■ **TASK TO COMPLETE**
Render every line of the listing below as a numbered list, skipping blank lines and leaving out the pictures.

■ **RECORDS SUPPLIED**
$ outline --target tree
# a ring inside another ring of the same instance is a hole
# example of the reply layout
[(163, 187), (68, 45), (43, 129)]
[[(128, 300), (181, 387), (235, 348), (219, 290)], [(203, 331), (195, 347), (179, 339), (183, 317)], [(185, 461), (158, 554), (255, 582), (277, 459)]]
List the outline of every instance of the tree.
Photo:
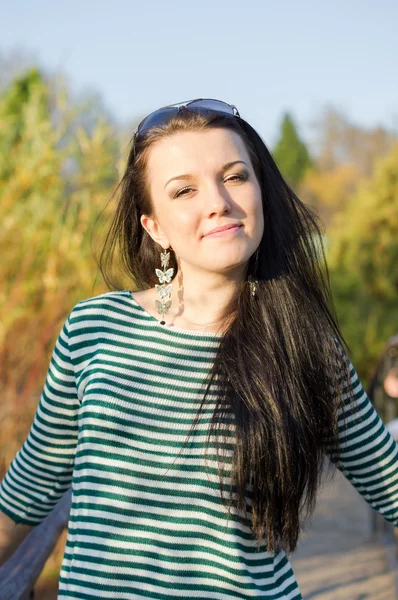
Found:
[(336, 308), (359, 370), (370, 376), (398, 324), (398, 144), (375, 164), (329, 230)]
[(289, 113), (285, 113), (283, 117), (280, 139), (272, 151), (272, 155), (292, 189), (298, 186), (306, 171), (312, 166), (307, 147), (300, 140)]

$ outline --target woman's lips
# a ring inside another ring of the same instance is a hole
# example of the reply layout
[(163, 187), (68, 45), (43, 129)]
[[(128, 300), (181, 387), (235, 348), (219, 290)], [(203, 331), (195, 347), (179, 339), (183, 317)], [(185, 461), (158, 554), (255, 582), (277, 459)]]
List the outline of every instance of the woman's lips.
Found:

■ **OUTPUT OF THE EXERCISE**
1. $ outline --target tree
2. # a ring inside another ring of the same instance is a hole
3. # example of the reply layout
4. [(163, 187), (68, 45), (43, 129)]
5. [[(128, 300), (181, 387), (235, 348), (219, 290)], [(203, 331), (195, 347), (179, 339), (183, 317)], [(185, 461), (158, 554), (255, 582), (277, 459)]]
6. List the outline of every instance of the tree.
7. Photo:
8. Found:
9. [(336, 308), (359, 370), (370, 376), (398, 324), (398, 144), (375, 164), (329, 230)]
10. [(289, 113), (285, 113), (283, 117), (280, 139), (272, 151), (272, 155), (292, 189), (298, 186), (306, 171), (312, 166), (307, 147), (300, 140)]
11. $ outline --target woman's lips
12. # a ring inside another ring of the same instance is a hole
13. # example of the reply layout
14. [(163, 187), (68, 45), (43, 129)]
15. [[(128, 300), (181, 387), (235, 348), (219, 290)], [(203, 331), (195, 347), (179, 339), (183, 317)], [(185, 461), (158, 554), (255, 582), (277, 459)]]
16. List the outline of every instance of the woman's lips.
17. Found:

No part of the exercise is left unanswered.